[Point localization data]
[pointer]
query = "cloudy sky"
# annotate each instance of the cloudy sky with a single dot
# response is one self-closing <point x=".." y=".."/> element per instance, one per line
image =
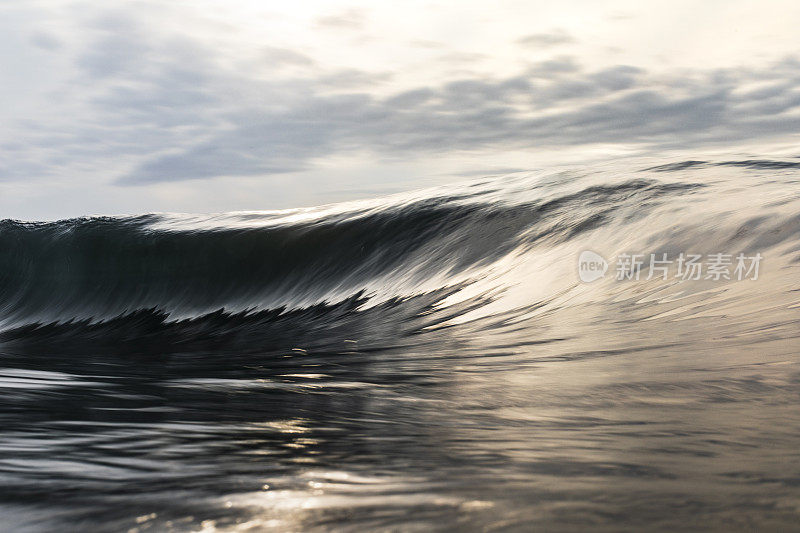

=== EXERCISE REQUIREMENTS ===
The lines to repeat start at the one holding "# annotate each" and run through the last line of the records above; write them out exactly, both ends included, but not the pictures.

=== THE COMPLETED TASK ===
# annotate each instance of the cloudy sky with a single dot
# response is one self-closing <point x=".." y=".."/> element per instance, one per line
image =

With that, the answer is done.